Exercise directions: Collect every line of the material below that contains the word "brown", and copy each one out.

Exercise material:
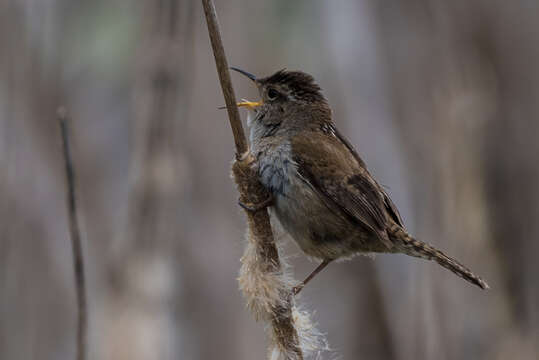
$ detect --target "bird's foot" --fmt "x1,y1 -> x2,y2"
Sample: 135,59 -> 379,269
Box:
238,195 -> 273,212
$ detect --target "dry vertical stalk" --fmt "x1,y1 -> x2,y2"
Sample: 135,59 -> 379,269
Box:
58,108 -> 87,360
202,0 -> 325,360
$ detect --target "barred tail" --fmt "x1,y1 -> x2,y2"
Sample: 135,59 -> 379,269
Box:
388,224 -> 489,289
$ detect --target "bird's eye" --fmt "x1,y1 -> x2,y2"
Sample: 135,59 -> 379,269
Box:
268,89 -> 279,100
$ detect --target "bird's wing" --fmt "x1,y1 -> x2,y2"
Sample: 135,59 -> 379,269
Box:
331,126 -> 404,228
291,132 -> 390,245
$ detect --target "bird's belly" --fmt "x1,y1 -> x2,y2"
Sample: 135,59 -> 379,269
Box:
273,177 -> 358,259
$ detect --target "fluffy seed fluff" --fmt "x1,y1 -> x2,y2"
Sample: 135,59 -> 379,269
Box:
238,226 -> 329,360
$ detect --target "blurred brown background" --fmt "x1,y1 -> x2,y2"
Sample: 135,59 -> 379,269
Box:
0,0 -> 539,360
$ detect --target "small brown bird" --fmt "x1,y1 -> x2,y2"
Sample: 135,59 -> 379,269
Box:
232,68 -> 488,294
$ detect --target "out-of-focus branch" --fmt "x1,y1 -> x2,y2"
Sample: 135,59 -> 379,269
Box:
202,0 -> 316,360
57,108 -> 88,360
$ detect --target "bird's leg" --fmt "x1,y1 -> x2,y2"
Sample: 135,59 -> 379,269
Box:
292,259 -> 331,295
238,195 -> 273,212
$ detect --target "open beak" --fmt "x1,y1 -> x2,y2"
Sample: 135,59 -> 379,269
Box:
219,67 -> 263,110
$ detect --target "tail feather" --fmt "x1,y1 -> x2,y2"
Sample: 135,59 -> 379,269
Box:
388,224 -> 489,289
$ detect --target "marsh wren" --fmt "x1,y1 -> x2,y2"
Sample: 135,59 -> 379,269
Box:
232,68 -> 488,294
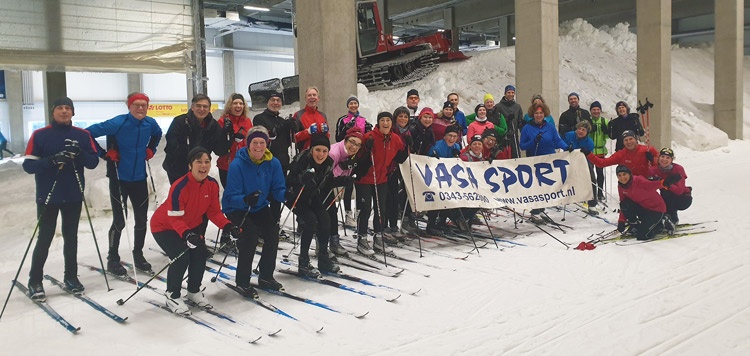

Answer to this task:
$ detect --target "blurred brown background" --fmt "x1,y1 -> x2,y2"
$ detect --target "small brown bird" --fmt "x1,y1 -> x2,y2"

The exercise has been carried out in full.